[Extracted records]
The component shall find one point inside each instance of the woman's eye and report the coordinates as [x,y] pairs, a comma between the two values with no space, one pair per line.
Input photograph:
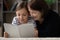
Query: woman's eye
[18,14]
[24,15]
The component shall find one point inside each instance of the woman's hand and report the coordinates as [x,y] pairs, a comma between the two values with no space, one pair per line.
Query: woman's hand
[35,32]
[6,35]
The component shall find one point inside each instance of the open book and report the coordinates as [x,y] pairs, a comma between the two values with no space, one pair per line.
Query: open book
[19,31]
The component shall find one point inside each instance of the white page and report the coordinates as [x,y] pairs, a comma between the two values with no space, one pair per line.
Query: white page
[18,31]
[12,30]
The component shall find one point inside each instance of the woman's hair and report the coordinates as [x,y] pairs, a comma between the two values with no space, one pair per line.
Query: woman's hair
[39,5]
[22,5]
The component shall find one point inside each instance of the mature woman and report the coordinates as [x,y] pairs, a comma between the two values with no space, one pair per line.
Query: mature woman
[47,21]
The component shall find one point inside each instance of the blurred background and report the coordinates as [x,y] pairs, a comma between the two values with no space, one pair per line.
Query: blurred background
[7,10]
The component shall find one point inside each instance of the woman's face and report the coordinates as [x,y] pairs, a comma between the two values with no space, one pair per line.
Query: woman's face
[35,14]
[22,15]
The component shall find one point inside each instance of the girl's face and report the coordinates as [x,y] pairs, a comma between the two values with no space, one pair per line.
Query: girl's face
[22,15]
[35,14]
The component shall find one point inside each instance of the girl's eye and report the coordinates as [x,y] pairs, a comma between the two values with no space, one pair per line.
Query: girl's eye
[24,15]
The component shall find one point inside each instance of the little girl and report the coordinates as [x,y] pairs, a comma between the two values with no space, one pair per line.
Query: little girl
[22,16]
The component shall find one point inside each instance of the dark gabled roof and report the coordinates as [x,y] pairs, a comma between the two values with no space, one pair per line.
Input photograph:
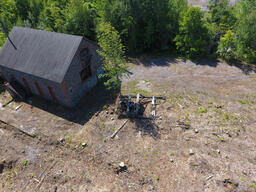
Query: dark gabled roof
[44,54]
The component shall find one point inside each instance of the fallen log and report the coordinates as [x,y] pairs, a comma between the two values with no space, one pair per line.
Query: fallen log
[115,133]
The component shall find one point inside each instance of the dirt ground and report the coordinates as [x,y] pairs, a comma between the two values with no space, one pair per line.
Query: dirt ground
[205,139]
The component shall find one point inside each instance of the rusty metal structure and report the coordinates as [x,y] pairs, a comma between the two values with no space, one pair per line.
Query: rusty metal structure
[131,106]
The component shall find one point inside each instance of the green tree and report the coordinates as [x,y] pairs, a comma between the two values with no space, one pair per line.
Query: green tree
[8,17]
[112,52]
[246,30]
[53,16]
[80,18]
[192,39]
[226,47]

* * *

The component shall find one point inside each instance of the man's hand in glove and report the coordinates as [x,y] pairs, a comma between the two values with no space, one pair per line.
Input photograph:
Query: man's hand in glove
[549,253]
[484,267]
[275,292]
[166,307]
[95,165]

→ Task prompt
List, in full, each line of the listing above that contains the word "mature".

→ Correct output
The component shall find one point inside each instance of the mature woman and report the coordinates as [x,y] pairs, a comma between the two values with no space, one pair per line.
Query: mature woman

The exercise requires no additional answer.